* _Excerpted text_
# ACP Challenge 2016: Problem

## The Torpedo Scheduling Problem: Description

**Authors:**

Pierre Schaus (UCL), Cyrille Dejemeppe (UCL),

Sébastien Mouthuy (n-Side), François-Xavier Mouthuy (n-Side),

David Allouche, Matthias Zytnicki (INRA),

Cédric Pralet (ONERA)

Nicolas Barnier (ENAC)

### Context

A schema of a steel production plant is given.

We are interested into the operations happening between the blast furnace (BF) and the oxygen converter (converter). The hot metal (HM) is transported into torpedo cars (torpedoes) between those two key components of the plant,

The goal of the problem is to schedule all the moves and operations of the torpedoes for the next hours.

### Torpedo rotation

The rotation of a torpedo is depicted next.

The blast furnace (BF) continuously produces hot metal (HM) that is poured into torpedoes. Since the BF can never be stopped, there must always be a torpedo ready to accept HM metal under the BF. This is expressed as a set of due dates specified at the BF for the HM production. A due date means that an empty Torpedo must be ready at the BF to be filled in with a given level of sulfurization (integer number between 1 and 5). There is only one slot at the BF. It means that the next torpedo can arrive from the empty buffer at the BF only when the previous one has left. The empty torpedoes are waiting in the empty buffer zone that is uncapacitated. The empty buffer is also the place where all the torpedoes are located initially.

As soon as a torpedo becomes full, it is driven toward the converter. A set of due dates are specified at the converter. A due date at the converter means that a torpedo with a maximum specified level of sulfurization (number between 1 and 5) must be ready at the converter at that time. Its content will be poured into the converter at that date.

On its way to the converter, a first step is the capacitated full buffer, letting some flexibility to exchange orders. Then a desulfurization operation happens. This operation consists in adding calcium into the torpedo to cause a precipitation of the sulfur and decrease its sulfurization level.

Then the torpedo pours its content into the converter (What happens to the HM beyond this step is out of scope of the problem definition) and finally comes back to the empty buffer.

### Desulfurization

In practice there are several BF’s, each is producing HM with a
varying level of sulfurization. We assume they are 5 possibles
levels from 1 (low) to 5 (high). A torpedo that receives a load
with a (sulfurization) level `i`

can decrease it to
level `i-1`

by spending at least `durDesulf`

unit of time at the desulfurization station. It can decrease it to
level `i-2`

by spending at least
`2*durDesulf`

unit of times, etc. The number of
desulfurization stations is given in the input file as
`nbSlotsDesulf`

. This limits the number of simultaneous
desulfurization. All the torpedoes must go through the
desulfurization step after being loaded at the BF.

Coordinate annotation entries

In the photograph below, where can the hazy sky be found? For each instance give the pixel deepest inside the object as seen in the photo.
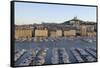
(30, 13)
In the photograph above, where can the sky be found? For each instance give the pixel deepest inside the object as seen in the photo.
(30, 13)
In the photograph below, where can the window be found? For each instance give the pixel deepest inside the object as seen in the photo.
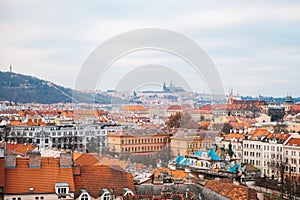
(84, 197)
(105, 196)
(62, 190)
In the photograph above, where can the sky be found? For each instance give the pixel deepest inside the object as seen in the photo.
(254, 45)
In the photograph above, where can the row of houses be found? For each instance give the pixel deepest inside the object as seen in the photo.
(276, 154)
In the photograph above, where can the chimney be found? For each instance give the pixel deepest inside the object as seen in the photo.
(10, 161)
(65, 160)
(34, 159)
(2, 151)
(76, 170)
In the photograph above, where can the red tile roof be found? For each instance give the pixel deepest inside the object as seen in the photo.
(229, 190)
(1, 172)
(293, 142)
(133, 108)
(96, 177)
(295, 107)
(18, 180)
(87, 159)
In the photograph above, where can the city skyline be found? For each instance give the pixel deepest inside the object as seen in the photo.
(254, 47)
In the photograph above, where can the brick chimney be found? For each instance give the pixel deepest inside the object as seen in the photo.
(2, 151)
(34, 159)
(76, 170)
(65, 160)
(10, 161)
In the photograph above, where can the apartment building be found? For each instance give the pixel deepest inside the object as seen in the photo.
(78, 137)
(138, 141)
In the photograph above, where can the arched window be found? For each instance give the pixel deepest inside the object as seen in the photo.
(84, 197)
(105, 196)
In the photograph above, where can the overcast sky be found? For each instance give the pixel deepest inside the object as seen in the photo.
(254, 45)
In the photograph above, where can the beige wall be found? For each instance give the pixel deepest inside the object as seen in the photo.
(32, 197)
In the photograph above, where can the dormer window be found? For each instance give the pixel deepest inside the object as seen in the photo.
(62, 189)
(105, 194)
(84, 195)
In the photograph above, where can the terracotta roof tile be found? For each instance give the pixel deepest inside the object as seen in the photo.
(19, 179)
(180, 174)
(1, 172)
(293, 142)
(88, 159)
(96, 177)
(229, 190)
(133, 108)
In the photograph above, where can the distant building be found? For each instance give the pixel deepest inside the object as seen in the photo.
(78, 137)
(138, 141)
(185, 142)
(172, 88)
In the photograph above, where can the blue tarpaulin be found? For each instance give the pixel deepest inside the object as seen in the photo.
(234, 168)
(198, 153)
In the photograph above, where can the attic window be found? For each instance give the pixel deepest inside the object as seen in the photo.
(126, 192)
(105, 194)
(62, 189)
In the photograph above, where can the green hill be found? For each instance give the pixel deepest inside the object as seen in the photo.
(28, 89)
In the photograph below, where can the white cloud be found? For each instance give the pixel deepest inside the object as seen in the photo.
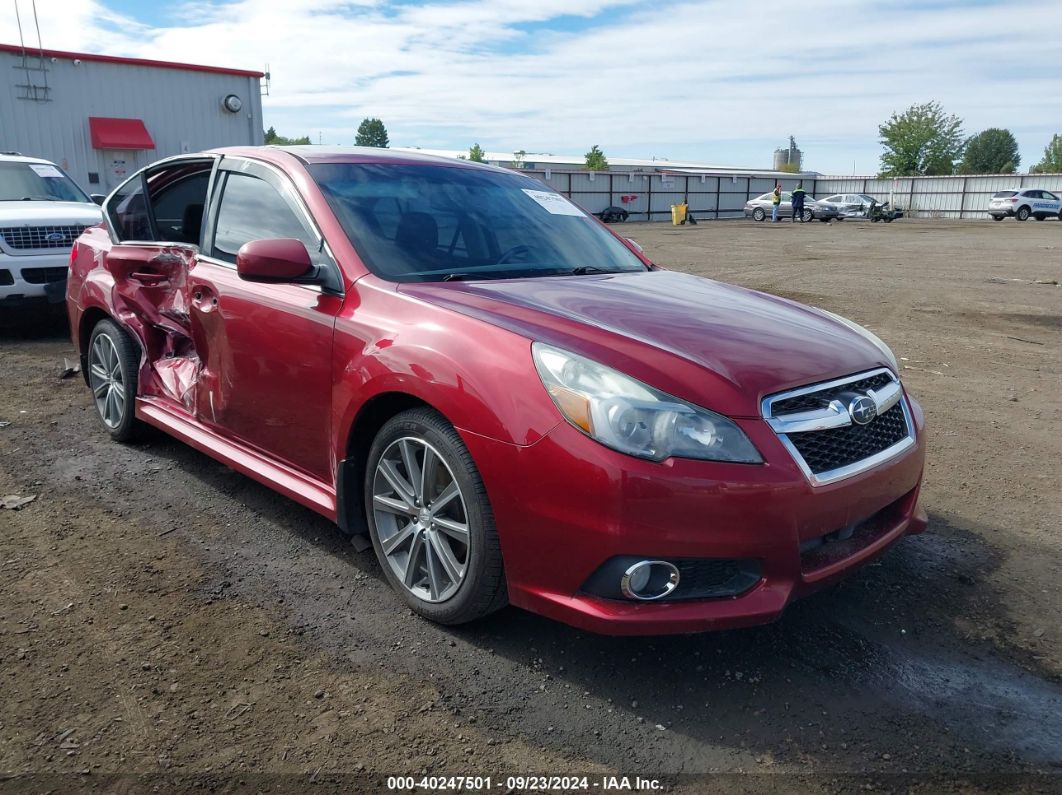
(692, 79)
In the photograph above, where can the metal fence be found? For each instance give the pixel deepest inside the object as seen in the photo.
(648, 196)
(938, 196)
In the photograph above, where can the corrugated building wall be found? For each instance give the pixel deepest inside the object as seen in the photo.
(648, 196)
(46, 104)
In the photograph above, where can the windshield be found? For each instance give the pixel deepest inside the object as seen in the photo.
(430, 223)
(37, 182)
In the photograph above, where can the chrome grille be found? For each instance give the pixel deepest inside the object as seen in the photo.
(44, 275)
(838, 447)
(41, 237)
(816, 425)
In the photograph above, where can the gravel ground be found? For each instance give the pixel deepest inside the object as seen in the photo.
(165, 621)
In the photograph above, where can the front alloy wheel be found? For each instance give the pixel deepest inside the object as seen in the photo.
(113, 360)
(421, 519)
(430, 520)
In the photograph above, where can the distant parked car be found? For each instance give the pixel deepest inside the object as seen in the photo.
(613, 214)
(852, 205)
(1022, 204)
(41, 212)
(759, 208)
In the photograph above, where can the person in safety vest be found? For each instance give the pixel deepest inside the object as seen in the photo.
(799, 194)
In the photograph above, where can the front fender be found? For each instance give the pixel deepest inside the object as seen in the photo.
(480, 377)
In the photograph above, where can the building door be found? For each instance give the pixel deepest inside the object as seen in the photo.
(117, 166)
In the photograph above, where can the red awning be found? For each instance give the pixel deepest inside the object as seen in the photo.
(119, 133)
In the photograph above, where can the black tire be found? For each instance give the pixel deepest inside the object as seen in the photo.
(106, 331)
(483, 588)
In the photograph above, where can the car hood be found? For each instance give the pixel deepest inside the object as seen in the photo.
(36, 213)
(720, 346)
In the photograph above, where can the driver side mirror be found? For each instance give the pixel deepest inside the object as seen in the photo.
(275, 261)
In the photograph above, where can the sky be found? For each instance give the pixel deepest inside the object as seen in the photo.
(712, 81)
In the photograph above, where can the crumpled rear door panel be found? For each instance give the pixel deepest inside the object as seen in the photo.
(151, 295)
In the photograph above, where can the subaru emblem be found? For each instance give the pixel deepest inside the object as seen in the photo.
(862, 410)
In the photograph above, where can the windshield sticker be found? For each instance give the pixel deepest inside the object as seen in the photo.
(554, 203)
(46, 171)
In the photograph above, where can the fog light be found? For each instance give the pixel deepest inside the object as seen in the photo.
(649, 580)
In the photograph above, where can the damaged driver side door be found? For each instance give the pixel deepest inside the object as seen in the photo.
(157, 220)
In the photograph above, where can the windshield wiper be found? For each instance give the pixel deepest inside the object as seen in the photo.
(583, 270)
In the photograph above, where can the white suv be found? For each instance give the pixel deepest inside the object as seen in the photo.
(41, 212)
(1035, 202)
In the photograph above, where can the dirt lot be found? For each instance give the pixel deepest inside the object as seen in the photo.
(166, 621)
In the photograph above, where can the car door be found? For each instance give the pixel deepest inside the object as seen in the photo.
(266, 348)
(154, 221)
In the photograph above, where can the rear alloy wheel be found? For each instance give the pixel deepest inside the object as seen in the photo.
(112, 362)
(430, 520)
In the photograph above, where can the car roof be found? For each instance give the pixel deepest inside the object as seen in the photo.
(311, 154)
(12, 157)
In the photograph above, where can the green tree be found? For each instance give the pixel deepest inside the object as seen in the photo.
(1052, 158)
(596, 159)
(991, 152)
(372, 133)
(279, 140)
(922, 141)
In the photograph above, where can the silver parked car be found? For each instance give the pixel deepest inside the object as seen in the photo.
(759, 208)
(852, 205)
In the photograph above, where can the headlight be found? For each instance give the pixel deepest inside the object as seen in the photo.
(633, 418)
(871, 336)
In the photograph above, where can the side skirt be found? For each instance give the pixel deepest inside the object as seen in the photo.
(302, 488)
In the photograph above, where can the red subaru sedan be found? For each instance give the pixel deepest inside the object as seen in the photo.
(512, 403)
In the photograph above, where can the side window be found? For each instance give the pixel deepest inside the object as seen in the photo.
(253, 209)
(127, 212)
(177, 200)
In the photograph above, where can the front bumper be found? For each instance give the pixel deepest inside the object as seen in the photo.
(34, 279)
(566, 505)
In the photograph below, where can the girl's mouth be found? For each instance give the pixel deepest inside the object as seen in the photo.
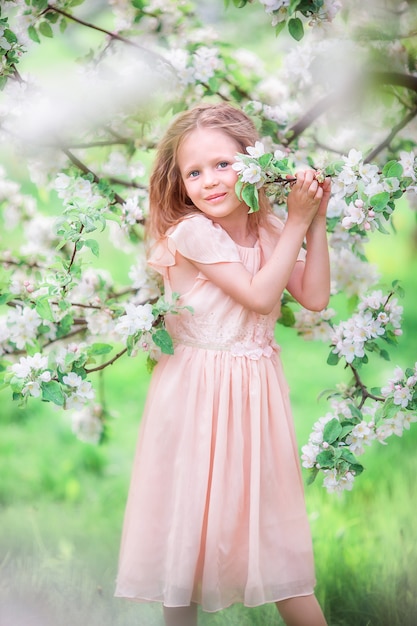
(215, 196)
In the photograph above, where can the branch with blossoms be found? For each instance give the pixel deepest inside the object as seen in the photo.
(341, 435)
(58, 306)
(296, 13)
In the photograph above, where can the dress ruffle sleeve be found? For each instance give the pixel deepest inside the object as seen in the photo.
(196, 238)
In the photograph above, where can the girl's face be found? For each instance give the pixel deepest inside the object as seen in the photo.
(205, 161)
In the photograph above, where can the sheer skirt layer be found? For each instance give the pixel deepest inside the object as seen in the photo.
(216, 511)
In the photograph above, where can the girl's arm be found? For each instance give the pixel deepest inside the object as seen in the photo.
(310, 281)
(262, 292)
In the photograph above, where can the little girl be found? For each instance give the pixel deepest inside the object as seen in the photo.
(216, 511)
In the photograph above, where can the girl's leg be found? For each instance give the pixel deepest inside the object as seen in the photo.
(181, 615)
(301, 611)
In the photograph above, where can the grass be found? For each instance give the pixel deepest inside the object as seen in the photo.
(62, 502)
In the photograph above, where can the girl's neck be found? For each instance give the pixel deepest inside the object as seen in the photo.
(240, 231)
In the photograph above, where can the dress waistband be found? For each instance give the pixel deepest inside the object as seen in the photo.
(238, 349)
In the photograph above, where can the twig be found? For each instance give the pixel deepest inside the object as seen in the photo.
(386, 142)
(112, 35)
(107, 363)
(86, 170)
(364, 390)
(369, 78)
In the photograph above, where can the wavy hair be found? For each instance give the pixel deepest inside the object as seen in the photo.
(168, 201)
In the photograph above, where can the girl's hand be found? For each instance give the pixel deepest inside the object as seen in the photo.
(306, 197)
(326, 185)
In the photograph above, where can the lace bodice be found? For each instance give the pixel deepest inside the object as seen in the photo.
(216, 321)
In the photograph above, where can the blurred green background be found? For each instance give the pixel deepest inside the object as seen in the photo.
(62, 501)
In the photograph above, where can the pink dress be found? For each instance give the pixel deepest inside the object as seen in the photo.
(216, 511)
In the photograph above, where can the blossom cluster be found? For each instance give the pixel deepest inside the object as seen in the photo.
(377, 317)
(280, 10)
(259, 168)
(338, 438)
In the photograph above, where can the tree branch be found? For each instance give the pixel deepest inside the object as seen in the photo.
(386, 142)
(112, 35)
(366, 81)
(86, 170)
(107, 363)
(363, 388)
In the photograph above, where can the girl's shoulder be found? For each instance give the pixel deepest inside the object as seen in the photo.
(196, 238)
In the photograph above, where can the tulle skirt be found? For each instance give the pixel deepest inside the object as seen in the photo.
(216, 511)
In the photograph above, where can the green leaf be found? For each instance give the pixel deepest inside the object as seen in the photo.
(33, 34)
(326, 459)
(392, 169)
(287, 317)
(312, 475)
(45, 29)
(93, 245)
(163, 340)
(278, 28)
(6, 297)
(43, 309)
(64, 325)
(52, 392)
(357, 468)
(333, 358)
(250, 197)
(357, 413)
(380, 200)
(265, 160)
(332, 430)
(99, 348)
(385, 355)
(390, 409)
(296, 28)
(348, 456)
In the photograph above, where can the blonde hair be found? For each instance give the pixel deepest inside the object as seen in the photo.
(168, 200)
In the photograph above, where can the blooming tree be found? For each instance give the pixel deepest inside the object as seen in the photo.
(341, 99)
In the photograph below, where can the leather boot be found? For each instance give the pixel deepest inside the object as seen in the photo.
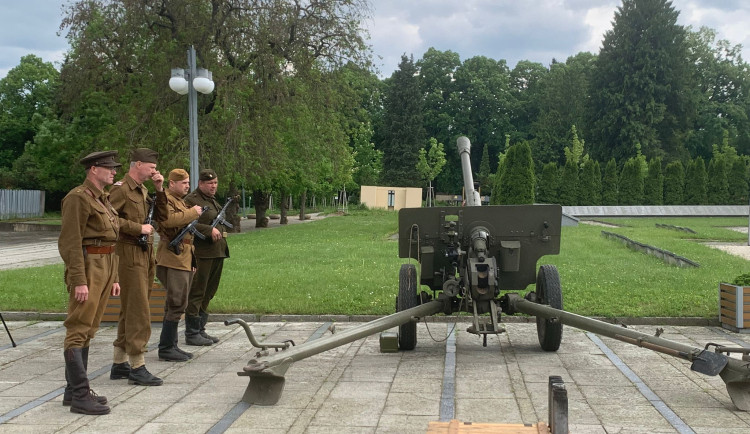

* _Given problem_
Can you retype the stretch of the torpedo scheduling description from "## The Torpedo" through "Nicolas Barnier (ENAC)"? The records stand apart from the torpedo scheduling description and aren't part of it.

* _Result of the task_
## The Torpedo Scheduling Problem: Description

**Authors:**

Pierre Schaus (UCL), Cyrille Dejemeppe (UCL),

Sébastien Mouthuy (n-Side), François-Xavier Mouthuy (n-Side),

David Allouche, Matthias Zytnicki (INRA),

Cédric Pralet (ONERA)

Nicolas Barnier (ENAC)